Begin DATA PROVIDED
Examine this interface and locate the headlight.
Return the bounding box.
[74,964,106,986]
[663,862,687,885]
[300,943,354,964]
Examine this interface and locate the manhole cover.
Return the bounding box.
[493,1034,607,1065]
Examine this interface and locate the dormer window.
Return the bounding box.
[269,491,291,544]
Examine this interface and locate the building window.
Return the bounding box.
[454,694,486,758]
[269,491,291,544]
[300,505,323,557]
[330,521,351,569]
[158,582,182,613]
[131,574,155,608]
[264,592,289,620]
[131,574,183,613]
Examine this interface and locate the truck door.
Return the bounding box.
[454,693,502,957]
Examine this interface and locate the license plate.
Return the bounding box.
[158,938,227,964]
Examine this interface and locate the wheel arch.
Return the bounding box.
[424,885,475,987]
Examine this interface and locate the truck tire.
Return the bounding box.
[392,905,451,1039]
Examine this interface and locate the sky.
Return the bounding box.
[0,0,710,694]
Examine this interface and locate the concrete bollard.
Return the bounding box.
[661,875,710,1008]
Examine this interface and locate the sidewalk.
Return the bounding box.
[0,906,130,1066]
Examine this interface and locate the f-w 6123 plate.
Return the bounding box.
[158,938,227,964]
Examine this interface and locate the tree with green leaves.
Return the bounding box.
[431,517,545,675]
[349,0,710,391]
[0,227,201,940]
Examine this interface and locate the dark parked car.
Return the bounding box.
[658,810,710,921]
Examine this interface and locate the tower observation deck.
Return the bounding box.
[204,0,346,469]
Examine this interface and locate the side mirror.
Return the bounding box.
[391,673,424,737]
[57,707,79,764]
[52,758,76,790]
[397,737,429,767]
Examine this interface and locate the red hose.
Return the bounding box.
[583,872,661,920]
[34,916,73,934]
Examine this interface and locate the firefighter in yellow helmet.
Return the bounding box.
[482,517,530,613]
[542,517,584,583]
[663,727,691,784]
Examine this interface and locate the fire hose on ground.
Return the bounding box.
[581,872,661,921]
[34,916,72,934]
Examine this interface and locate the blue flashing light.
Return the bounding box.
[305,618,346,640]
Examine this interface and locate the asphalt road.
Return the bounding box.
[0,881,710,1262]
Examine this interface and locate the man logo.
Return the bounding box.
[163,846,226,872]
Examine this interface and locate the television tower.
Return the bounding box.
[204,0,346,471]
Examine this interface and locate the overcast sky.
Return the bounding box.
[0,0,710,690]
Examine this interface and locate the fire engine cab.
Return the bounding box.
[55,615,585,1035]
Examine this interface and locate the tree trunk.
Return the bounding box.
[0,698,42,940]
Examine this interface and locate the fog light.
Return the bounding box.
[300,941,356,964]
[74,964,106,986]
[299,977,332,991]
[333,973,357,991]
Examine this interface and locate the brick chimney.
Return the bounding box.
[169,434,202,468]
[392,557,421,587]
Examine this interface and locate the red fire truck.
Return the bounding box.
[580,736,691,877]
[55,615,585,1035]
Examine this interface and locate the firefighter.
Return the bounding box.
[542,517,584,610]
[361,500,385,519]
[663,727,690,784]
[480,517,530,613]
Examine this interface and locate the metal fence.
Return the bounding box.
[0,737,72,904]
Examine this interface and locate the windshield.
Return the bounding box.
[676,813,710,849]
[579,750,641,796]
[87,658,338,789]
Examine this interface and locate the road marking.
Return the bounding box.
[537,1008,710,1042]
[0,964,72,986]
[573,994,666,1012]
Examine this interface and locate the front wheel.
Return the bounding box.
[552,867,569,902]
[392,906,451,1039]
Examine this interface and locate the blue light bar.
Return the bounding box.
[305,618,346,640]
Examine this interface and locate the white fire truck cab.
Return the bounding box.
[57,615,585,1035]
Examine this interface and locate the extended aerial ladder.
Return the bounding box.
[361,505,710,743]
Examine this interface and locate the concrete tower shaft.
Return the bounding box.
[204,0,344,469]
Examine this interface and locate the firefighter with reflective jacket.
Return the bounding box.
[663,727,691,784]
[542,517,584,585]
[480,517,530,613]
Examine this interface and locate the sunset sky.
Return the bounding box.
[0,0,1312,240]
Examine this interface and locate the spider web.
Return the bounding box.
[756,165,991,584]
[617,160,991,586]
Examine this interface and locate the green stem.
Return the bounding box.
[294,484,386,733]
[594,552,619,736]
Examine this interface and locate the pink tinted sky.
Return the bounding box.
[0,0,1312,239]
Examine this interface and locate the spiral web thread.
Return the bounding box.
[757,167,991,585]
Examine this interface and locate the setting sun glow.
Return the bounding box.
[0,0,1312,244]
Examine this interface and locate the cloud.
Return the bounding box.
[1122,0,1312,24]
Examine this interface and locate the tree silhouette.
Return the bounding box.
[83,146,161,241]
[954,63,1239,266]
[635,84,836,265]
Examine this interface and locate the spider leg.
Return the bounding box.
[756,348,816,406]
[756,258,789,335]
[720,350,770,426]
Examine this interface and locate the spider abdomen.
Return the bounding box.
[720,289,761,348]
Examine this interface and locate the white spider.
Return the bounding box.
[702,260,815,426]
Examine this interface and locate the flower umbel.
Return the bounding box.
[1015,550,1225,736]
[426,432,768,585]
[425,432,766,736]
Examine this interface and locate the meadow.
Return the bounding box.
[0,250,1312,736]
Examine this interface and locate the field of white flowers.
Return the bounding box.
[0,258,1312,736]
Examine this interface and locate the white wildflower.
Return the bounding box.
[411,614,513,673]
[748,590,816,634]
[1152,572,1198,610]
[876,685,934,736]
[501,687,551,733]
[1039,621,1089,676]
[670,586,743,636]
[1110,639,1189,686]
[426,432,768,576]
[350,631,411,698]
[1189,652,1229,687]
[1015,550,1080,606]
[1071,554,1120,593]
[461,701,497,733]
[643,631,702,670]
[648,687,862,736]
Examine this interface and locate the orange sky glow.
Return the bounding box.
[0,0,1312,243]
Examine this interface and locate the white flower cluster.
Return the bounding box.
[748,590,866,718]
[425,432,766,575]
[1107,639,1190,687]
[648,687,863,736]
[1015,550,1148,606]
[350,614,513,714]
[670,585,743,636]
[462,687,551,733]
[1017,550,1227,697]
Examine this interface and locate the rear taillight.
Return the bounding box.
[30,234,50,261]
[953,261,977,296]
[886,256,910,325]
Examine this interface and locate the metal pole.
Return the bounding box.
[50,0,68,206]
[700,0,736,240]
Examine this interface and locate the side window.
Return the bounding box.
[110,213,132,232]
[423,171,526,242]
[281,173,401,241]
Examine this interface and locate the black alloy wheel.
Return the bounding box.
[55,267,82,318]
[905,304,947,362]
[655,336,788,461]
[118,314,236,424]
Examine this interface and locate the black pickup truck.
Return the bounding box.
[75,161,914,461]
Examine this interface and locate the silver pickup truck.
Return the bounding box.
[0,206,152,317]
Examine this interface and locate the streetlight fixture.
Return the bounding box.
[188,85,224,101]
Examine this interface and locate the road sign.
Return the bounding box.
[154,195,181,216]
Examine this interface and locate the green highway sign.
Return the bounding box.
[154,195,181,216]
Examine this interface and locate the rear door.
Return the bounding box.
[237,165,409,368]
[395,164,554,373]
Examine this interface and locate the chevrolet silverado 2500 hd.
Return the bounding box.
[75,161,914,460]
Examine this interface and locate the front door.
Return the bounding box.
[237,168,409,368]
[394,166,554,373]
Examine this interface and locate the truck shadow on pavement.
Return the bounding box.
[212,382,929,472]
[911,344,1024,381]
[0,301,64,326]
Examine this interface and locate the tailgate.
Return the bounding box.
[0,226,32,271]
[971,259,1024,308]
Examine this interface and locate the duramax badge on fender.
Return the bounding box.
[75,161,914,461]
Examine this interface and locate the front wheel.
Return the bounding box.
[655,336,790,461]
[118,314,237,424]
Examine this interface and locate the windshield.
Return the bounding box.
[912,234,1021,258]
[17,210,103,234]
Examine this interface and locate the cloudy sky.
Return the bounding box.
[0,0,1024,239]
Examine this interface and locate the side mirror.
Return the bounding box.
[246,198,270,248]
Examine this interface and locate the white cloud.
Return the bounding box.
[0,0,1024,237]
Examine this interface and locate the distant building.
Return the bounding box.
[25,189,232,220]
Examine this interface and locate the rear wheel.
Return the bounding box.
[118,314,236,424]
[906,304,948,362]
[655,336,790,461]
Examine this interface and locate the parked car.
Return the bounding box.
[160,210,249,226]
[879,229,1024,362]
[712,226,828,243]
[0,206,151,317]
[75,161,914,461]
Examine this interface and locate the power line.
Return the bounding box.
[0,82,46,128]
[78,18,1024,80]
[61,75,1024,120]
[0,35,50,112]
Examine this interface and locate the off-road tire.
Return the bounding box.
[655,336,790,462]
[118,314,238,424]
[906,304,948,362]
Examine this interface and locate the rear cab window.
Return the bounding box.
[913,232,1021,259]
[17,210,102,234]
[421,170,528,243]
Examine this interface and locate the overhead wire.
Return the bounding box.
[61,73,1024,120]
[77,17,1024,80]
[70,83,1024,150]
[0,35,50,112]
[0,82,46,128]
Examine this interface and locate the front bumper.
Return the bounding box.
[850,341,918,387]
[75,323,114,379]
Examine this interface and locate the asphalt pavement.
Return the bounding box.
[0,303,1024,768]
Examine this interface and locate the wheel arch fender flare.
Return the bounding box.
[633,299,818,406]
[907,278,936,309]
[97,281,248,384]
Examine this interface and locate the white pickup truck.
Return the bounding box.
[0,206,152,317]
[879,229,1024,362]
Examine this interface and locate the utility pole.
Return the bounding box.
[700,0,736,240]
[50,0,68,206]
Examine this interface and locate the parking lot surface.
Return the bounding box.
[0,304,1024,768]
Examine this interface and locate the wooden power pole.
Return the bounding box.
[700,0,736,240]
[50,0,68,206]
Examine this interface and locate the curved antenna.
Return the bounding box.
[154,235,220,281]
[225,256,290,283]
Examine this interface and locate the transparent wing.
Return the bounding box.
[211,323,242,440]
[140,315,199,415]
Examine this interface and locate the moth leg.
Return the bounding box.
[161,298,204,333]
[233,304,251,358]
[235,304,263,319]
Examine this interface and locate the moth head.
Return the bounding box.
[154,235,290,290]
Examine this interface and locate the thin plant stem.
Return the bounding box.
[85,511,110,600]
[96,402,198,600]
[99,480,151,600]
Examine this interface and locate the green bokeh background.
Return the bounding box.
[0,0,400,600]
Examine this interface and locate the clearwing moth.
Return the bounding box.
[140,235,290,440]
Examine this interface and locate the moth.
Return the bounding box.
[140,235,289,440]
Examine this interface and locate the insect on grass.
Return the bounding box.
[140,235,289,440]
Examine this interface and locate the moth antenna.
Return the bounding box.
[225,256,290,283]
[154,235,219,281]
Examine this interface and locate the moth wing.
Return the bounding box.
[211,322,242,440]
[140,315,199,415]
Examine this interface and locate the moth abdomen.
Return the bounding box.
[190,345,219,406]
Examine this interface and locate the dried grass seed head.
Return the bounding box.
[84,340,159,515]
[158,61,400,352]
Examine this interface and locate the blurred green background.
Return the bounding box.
End DATA PROVIDED
TASK STATEMENT: Write out the lines of the data above exactly as they appear, everything from the line containing "Examine this interface and locate the silver" down to the line containing "[188,85,224,101]", both included.

TASK RESULT:
Examine this interface and locate the silver pickup truck.
Return the bounding box.
[0,206,152,317]
Examine this interface and locate the streetlight fixture.
Return the bounding box.
[188,85,224,101]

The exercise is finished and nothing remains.